### PROMPT
Edit the text about Pakistan's alliance with the United States: give the passage from "Furthermore, despite the" up to and including "ambassador to Pakistan." again, with "divisions" changed to "brigades".

Furthermore, despite the Pakistani military's continued conviction that India, to Pakistan's east, is its primary enemy, the army has “moved a number of divisions to the western front,” bordering Afghanistan, at the behest of the United States, says William Milam, a senior policy scholar at the Wilson center and a former U.S. ambassador to Pakistan.
“The help of the Pakistani intelligence services to Britain,” which has a large Pakistani population, “has been absolutely vital to identifying the links” of potential Pakistani militants now living in the United Kingdom to militant “groups in Pakistan, and to preventing more attacks on Britain, the USA and Europe,” wrote Anatol Lieven, a professor of war studies at King's College, in London, and a senior research fellow at the New America Foundation, a centrist think tank in Washington. [Footnote 9]
The United States has greatly increased aid to Pakistan in the past decade, from $36.76 million in 2001 to $4.46 billion 2010, a 2,273 percent increase, according to the nonpartisan Congressional Research Service. [Footnote 10]
Nevertheless, the alliance has long been troubled.

### INFORMATION PROVIDED
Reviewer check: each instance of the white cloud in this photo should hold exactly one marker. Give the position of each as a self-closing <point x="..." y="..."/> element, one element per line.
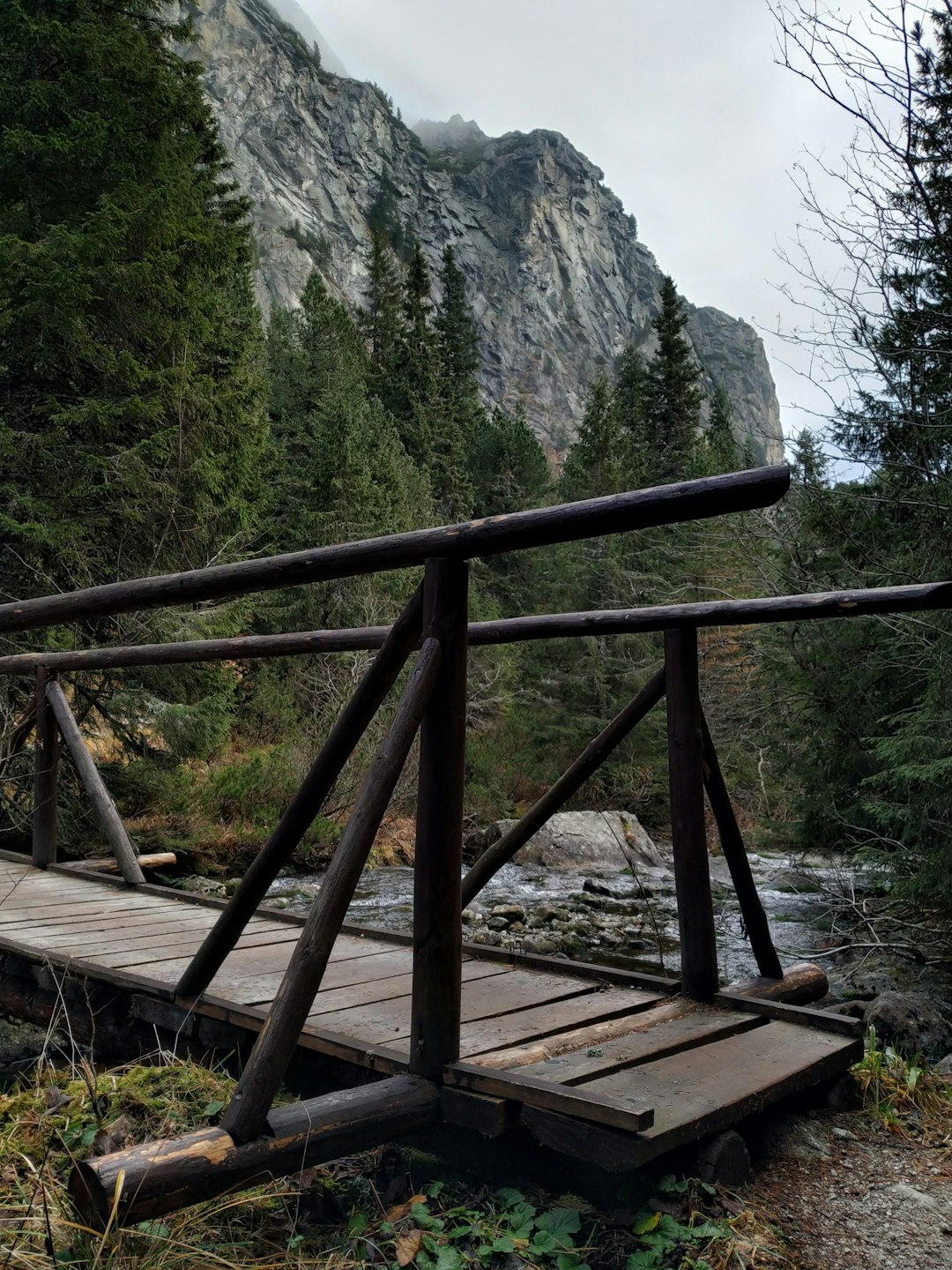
<point x="682" y="106"/>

### COMPLETE OUTPUT
Furthermore, despite the Pakistani military's continued conviction that India, to Pakistan's east, is its primary enemy, the army has “moved a number of brigades to the western front,” bordering Afghanistan, at the behest of the United States, says William Milam, a senior policy scholar at the Wilson center and a former U.S. ambassador to Pakistan.